__抜粋文__:

________________________

グループ共通ID「Kintetsu-ID」を核とし、
デジタル接点強化とデータ利活用で顧客への理解を深める

近鉄グループホールディングス株式会社

運輸、不動産、流通、ホテル、レジャーなど暮らしに関わる多様な事業を展開し、グループ会社数は約260社にものぼる近鉄グループですが、少子高齢化に伴う人口減少という課題は避けられません。そこで、これまでグループ各社が個々に展開してきたサービスを共通ID基盤で連携し、グループ全体でデジタルデータの活用を進めることにより、顧客一人一人の理解の深化と収益拡大に取り組もうとしています。

________________________

__提供資料__:

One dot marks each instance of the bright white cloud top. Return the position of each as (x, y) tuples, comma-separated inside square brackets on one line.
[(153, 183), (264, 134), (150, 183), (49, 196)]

________________________

__作業内容__: 近鉄グループの共通ID「Kintetsu-ID」についての抜粋文を、最後の文の後から書き継いでください。

__回答__:
課題

  • グループ各社がそれぞれ個別にサービスを展開し、顧客情報を個社ごとに管理しているため、グループ横断的な顧客理解およびデータの利活用が難しかった
  • 共通ID基盤を構築するに当たって、技術的な知見が社内になかった

解決策

  • 標準で各種要件を満たすパッケージとしてUni-ID Libraを導入
  • 専門的な知見に基づくアドバイスにより、既存サービスとの連携を実現

効果

  • 共通ID基盤を含めたデジタルプラットフォームを構築し、顧客理解の第一歩を実現
  • セキュリティと利便性の双方が高まり、顧客によりよいサービスを提供可能に

導入の背景や課題

各社ばらばらではなく、グループ横断でのデータ利活用による顧客理解の促進へ

fig-1057近鉄グループホールディングス株式会社 総合政策部デジタル推進室課長 吉嵜俊介氏

吉嵜氏:

近鉄グループは、暮らしに関わる領域で幅広い事業を展開してきました。今は少子高齢化に伴う人口減少という避けられない課題に対し、デジタルトランスフォーメーション(DX)を活用して価値を高め、対応しようとしているところです。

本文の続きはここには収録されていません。